Given text:

Bisexuality Is Really Not That Complicated
SLATE | Mar. 28, 2014 |
Why don’t bisexuals like me come out more? Part of it is laziness. But you don’t find many gay or straight people identifying as something other than who they really are just because they’re lazy. Part of it is stigma. As discussed in (and, some say, perpetuated by) the Times Magazine piece, bisexuals get little respect, not only from the world at large, but specifically from gays and lesbians, some of whom have long insisted they don’t exist. There is a widespread belief that those who identify as bi are either in a transitional stage or are lying (to themselves or others)—trying to savor the status of straightitude while enjoying the pleasures of gaydom. And this suspicion of the enduring reality of bisexuality contributes to “bisexual erasure,” which the Times piece defines as “the idea that bisexuality is systematically minimized and dismissed.”
But stigma doesn’t really explain it either. The brighter line than gay vs. bi is the divide between straight and not, and the ability of so many gay and lesbian people to come out makes it hard to attribute the bi closet, at this point in history, to stigma alone.
There’s something about bisexuality that seems to lend itself to erasure, and not just by an oppressor class but by bisexuals themselves. I think some of the reason is contained in the bright-line distinction mentioned above: Our culture is so infused with assumptions of heterosexuality that crossing that line—between heterosexuality and everything else—becomes a far more meaningful act for many LGB people than where, exactly, we land on the other side.
But the territory on that other side is now taking on new importance in a world where so many gay rights battles are being won. And so it seems an apt time for a closer look at broader questions about the spectrum of sexuality.
A great deal of confusion around bisexuality seems to stem from the crucial but often-misunderstood distinction between identity and behavior. Slate’s Mark Joseph Sterncritiques the Times piece—and bi activists—for insufficiently defining bisexuality as an “identity,” and for leaving the impression that it’s largely “something you simply do” rather than someone you are. If this is true, bisexual erasure is to be expected. Whatever our feelings about monogamy may be, and whatever our success rates in achieving it, most of us, at some point, hunker down with a single partner. If bisexuality is acts-based, it can seem largely irrelevant to say you like both sexes when you’re partnered with one.
On the surface, there’s something perfectly reasonable about defining bisexuality as acts-based. That’s what we do with other identities. Bakers are bakers because they bake. Firemen fight fires. Criminals commit crimes. So bisexuals sleep with both genders, right? But from this simplistic understanding, sloppy stereotypes too easily emerge: Bisexuals must desire both genders equally or they’re not really bi; and if they desire both genders equally, they’ll never be satisfied with monogamy, because they must sleep with someone of each gender consistently to be identifying as bi. Openness to both genders gets redefined as needing both genders. And having a range of desires—which, as Freud pointed out, is the most obvious way to characterize all humans—is reconverted back into the binary our culture just can’t shake: You can like one sex or you can like two equally, but none of this weird spectrum crap.

Dataset rows:
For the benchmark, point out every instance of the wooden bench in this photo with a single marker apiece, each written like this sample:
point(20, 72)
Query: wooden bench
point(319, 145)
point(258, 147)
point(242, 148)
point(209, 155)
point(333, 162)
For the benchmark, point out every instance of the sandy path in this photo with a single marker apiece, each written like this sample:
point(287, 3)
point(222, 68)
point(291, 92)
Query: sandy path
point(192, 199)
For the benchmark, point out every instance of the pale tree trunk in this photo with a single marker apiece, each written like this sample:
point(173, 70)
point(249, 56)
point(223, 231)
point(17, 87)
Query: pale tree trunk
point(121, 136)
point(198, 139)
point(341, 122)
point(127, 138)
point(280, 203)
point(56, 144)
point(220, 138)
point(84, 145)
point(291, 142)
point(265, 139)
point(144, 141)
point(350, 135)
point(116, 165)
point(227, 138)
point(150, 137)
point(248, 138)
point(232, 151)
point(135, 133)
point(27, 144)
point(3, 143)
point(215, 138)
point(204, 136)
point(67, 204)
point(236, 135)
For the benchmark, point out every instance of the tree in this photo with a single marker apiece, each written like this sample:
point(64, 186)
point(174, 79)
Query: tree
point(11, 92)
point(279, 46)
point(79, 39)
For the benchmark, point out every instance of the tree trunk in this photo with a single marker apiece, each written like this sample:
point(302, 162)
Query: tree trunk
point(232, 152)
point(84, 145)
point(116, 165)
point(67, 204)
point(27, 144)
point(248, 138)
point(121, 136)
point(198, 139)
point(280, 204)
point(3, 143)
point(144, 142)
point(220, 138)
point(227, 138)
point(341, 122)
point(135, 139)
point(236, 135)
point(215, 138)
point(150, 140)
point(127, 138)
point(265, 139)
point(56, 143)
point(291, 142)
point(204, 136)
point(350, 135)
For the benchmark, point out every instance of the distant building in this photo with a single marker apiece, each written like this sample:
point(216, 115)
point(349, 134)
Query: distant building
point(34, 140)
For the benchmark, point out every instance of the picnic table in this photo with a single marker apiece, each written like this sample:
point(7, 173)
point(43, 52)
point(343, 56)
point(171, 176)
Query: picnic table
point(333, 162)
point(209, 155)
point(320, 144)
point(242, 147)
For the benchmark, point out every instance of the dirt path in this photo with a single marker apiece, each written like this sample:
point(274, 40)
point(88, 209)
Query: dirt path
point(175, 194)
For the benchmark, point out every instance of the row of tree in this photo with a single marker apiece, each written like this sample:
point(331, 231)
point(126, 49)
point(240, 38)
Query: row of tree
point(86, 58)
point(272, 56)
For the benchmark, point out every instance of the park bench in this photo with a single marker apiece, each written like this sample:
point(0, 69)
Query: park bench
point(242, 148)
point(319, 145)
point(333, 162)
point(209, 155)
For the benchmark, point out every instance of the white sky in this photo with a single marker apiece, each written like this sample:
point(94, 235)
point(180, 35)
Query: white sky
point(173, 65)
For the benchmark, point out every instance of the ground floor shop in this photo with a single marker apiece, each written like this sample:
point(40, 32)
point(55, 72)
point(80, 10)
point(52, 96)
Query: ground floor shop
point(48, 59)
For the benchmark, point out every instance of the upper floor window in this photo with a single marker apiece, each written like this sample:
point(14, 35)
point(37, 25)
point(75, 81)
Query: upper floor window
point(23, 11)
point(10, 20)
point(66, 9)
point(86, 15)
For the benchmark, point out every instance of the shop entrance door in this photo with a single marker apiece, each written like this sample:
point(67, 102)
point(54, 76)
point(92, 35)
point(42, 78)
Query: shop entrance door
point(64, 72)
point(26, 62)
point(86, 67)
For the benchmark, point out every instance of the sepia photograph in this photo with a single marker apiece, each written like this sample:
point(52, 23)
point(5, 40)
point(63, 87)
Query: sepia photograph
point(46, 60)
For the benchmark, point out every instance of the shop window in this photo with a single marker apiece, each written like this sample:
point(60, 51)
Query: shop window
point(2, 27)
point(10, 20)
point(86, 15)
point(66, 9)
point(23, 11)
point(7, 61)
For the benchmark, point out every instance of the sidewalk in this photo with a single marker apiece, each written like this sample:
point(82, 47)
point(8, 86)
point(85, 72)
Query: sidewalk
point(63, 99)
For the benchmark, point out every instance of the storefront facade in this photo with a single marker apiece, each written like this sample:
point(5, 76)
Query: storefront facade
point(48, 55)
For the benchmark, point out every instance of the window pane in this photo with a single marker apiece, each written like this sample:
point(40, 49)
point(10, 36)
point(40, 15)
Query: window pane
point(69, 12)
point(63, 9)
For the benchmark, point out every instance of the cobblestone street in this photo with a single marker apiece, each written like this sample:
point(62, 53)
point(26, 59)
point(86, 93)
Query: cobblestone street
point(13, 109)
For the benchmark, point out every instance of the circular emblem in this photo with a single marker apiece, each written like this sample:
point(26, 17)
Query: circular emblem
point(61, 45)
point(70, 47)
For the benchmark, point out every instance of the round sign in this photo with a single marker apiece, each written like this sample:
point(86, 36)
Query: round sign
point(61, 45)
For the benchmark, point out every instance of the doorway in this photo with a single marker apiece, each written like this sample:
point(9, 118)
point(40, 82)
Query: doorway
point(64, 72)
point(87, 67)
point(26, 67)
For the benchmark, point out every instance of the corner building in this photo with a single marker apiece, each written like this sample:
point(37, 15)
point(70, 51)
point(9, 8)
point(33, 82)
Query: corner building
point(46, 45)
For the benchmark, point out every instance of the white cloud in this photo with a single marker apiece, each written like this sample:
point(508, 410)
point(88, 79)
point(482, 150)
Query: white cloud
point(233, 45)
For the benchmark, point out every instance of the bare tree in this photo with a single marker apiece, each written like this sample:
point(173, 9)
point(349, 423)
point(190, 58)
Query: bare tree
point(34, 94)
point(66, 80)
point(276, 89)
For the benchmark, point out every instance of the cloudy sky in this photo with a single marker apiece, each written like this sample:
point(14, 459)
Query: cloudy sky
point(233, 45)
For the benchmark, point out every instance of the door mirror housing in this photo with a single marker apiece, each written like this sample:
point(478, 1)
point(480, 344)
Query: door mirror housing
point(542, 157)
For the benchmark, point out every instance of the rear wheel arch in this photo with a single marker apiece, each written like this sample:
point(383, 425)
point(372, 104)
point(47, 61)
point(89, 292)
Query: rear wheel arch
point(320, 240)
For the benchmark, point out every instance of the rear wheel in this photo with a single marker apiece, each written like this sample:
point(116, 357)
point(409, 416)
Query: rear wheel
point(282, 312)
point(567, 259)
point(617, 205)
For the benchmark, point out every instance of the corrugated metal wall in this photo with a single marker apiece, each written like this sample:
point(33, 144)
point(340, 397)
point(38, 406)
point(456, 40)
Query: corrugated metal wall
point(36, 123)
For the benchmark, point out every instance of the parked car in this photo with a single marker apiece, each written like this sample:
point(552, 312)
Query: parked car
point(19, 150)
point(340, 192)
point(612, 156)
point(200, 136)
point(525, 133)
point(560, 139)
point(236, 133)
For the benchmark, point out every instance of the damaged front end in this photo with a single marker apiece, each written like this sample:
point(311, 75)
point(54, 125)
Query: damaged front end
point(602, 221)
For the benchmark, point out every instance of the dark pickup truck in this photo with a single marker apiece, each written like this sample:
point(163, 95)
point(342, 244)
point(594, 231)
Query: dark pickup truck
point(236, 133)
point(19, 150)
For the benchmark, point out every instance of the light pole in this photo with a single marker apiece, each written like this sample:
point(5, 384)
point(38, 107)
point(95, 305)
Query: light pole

Work instructions:
1 – Please transcribe the Slate essay on bisexuality from "But stigma doesn’t" up to and including "the other side.".
2 – Answer these questions from the Slate essay on bisexuality.
(a) How does the Times piece define "bisexual erasure"?
(b) What three examples of identities defined by acts does the essay give?
(c) According to the essay, who pointed out that having a range of desires is the most obvious way to characterize all humans?
The listing has no part in this work.

In response:
1 –
But stigma doesn’t really explain it either. The brighter line than gay vs. bi is the divide between straight and not, and the ability of so many gay and lesbian people to come out makes it hard to attribute the bi closet, at this point in history, to stigma alone.
There’s something about bisexuality that seems to lend itself to erasure, and not just by an oppressor class but by bisexuals themselves. I think some of the reason is contained in the bright-line distinction mentioned above: Our culture is so infused with assumptions of heterosexuality that crossing that line—between heterosexuality and everything else—becomes a far more meaningful act for many LGB people than where, exactly, we land on the other side.

2 –
(a) As "the idea that bisexuality is systematically minimized and dismissed."
(b) Bakers bake, firemen fight fires, and criminals commit crimes.
(c) Freud.